Segundo Helvio Guerra, a agência não poderia regulamentar nada diferente do que está na lei. Isso causaria instabilidade regulatória afastaria investidores. “Estamos regulamentando de acordo com a lei”, avisou. Ele contou que houve um esforço máximo da equipe da Aneel em busca do equilíbrio e que o processo acabou se transformando em um grande aprendizado. “Estamos discutindo quem paga o quê e pelo quê”, revela.

Nas sustentações, o presidente da Associação dos Grandes Consumidores Industriais de Energia e de Consumidores Livres, Paulo Pedrosa, reforçou da importância histórica da decisão da diretoria e que a Aneel deveria interpretar a GD com base no marco legal do setor elétrico e na missão da agência. Pedrosa também destacou que a indústria brasileira está estagnada há dez anos em parte pelo preço da energia. O líder da Abrace pediu atenção aos prazos fixados na lei, que não deveriam ser ampliados.

▶ [Enunciado 1]: Informe quantas linhas dos registros contêm a string "Target". Responda apenas com o número.

▶ [Trechos dos registros]:
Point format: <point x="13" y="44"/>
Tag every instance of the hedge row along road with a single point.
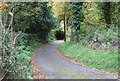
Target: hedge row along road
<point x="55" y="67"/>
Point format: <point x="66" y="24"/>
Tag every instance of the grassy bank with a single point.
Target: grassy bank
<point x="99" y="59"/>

...

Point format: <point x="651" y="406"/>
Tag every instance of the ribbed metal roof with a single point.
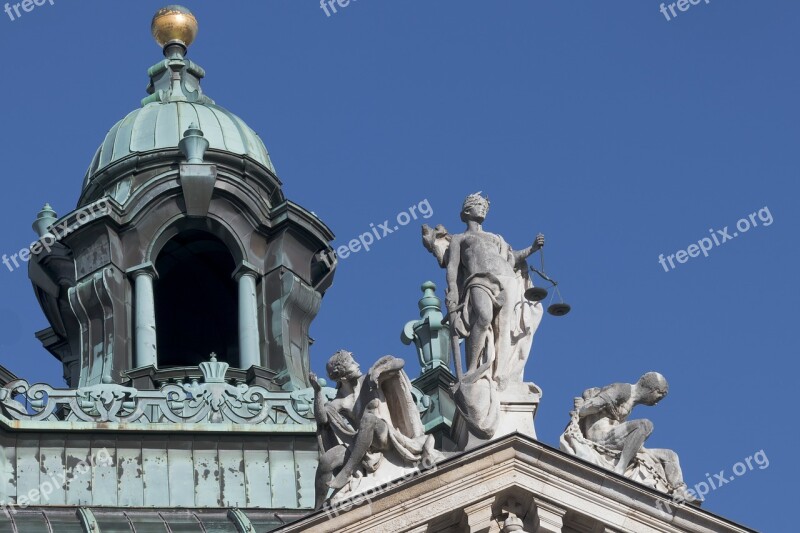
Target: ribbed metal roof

▶ [Enunciado 2]: Prossiga o texto sobre a regulamentação da Aneel a partir da última frase apresentada.

▶ [Resposta correta 1]: 3

▶ [Resposta correta 2]:
A expressiva votação do marco da GD na Câmara dos deputados, com mais de 400 votos, foi salientada por Carlos Evangelista, da Associação Brasileira de Geração Distribuída. Para ele, isso concede autoridade ao que foi aprovado pelos representantes do povo. Ele citou a tripla cobrança, que envolve Fio B, Tusd-G e os custos disponibilidade, que são coisas diferentes, mas recaem sobre o mesmo serviço. Evangelista criticou ainda a presença de grupos ligados à distribuição na GD.

Pela Associação Brasileira de Energia Solar Fotovoltaica, Barbara Rubin solicitou o cumprimento de uma política pública e salientou que o setor diverge da status quo do setor elétrico, saindo das grandes corporações. A associação propôs que fosse retirada a diretriz de que a unidade consumidora não possa receber excedente de energia, assim como a não cobrança de Tusd G para o consumidor de baixa tensão.

Forma de associação para  GD compartilhada

A forma de associação para GD compartilhada foi mantida como a da REN 1.000/2021, em que a modalidade é permitida, além dos consórcios e cooperativas, a condomínio civil voluntário ou qualquer outra forma de associação civil, desde que instituída para esse fim.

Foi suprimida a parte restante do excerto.